*INPUT DATA*
---
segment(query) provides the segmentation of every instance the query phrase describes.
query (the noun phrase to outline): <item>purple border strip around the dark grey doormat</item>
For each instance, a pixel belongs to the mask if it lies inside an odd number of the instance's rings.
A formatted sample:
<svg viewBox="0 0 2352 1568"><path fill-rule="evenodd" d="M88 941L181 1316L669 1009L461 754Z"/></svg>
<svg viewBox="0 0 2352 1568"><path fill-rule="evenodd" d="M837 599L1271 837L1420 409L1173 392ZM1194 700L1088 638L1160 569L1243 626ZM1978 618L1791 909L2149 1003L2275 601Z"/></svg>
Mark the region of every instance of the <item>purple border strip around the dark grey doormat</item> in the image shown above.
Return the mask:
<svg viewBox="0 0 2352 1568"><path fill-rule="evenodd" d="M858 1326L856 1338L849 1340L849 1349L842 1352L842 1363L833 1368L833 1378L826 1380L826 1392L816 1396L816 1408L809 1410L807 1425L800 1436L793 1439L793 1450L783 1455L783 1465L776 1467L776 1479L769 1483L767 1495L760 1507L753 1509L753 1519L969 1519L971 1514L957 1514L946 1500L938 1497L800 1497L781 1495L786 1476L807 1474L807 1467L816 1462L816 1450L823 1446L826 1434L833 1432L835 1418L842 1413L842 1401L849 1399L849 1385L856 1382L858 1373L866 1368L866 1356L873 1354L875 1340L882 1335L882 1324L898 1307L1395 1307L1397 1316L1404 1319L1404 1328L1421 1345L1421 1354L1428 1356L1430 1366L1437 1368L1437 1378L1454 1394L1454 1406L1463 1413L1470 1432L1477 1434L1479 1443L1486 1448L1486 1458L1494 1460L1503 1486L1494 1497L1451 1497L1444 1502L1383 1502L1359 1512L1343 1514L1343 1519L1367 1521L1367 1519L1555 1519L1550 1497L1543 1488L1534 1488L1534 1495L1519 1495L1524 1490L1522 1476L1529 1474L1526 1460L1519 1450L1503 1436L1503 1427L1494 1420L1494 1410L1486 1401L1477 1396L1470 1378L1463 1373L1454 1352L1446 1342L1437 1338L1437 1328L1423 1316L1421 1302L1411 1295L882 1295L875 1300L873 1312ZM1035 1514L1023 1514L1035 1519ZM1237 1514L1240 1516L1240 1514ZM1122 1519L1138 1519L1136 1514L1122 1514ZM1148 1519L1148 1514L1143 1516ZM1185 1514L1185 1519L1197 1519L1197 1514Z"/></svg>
---
Write the material out again word for word.

segment(query) provides the segmentation of every instance the query phrase describes.
query (the noun phrase to outline): <item>purple border strip around the dark grey doormat</item>
For each instance, a pixel belongs to the mask if it lies inside an odd number of the instance's rings.
A formatted sample:
<svg viewBox="0 0 2352 1568"><path fill-rule="evenodd" d="M88 941L181 1316L669 1009L461 754Z"/></svg>
<svg viewBox="0 0 2352 1568"><path fill-rule="evenodd" d="M837 599L1271 837L1420 409L1173 392ZM1194 700L1088 638L1160 569L1243 626ZM1978 618L1791 909L2149 1003L2275 601Z"/></svg>
Mark the region of every instance of the <item>purple border strip around the dark grey doormat</item> in the image shown above.
Return the mask:
<svg viewBox="0 0 2352 1568"><path fill-rule="evenodd" d="M858 1326L856 1338L849 1340L849 1349L842 1352L842 1363L833 1368L833 1378L826 1380L826 1392L816 1396L816 1408L809 1410L807 1425L800 1436L793 1439L793 1450L783 1455L783 1465L776 1467L776 1479L769 1483L767 1495L760 1507L753 1509L753 1519L969 1519L971 1514L957 1514L946 1500L938 1497L800 1497L781 1495L786 1476L807 1474L807 1467L816 1462L816 1450L823 1446L826 1434L833 1432L835 1418L842 1413L842 1401L849 1399L849 1385L856 1382L858 1373L866 1368L866 1356L873 1354L875 1340L882 1335L882 1324L898 1307L1395 1307L1397 1316L1404 1319L1404 1328L1421 1345L1421 1354L1428 1356L1430 1366L1437 1368L1437 1378L1454 1394L1454 1406L1463 1413L1470 1432L1477 1434L1479 1443L1486 1448L1486 1458L1494 1460L1503 1486L1494 1497L1451 1497L1444 1502L1383 1502L1359 1512L1343 1514L1343 1519L1367 1521L1367 1519L1555 1519L1550 1497L1543 1488L1534 1488L1534 1495L1519 1495L1524 1490L1522 1476L1529 1474L1526 1460L1519 1450L1503 1436L1503 1427L1494 1420L1494 1410L1486 1401L1477 1396L1470 1378L1463 1373L1454 1352L1446 1342L1437 1338L1437 1328L1423 1316L1421 1302L1411 1295L882 1295L875 1300L873 1312ZM1035 1514L1023 1514L1035 1519ZM1237 1514L1240 1516L1240 1514ZM1122 1519L1138 1519L1136 1514L1122 1514ZM1148 1519L1148 1514L1143 1516ZM1185 1514L1185 1519L1197 1519L1197 1514Z"/></svg>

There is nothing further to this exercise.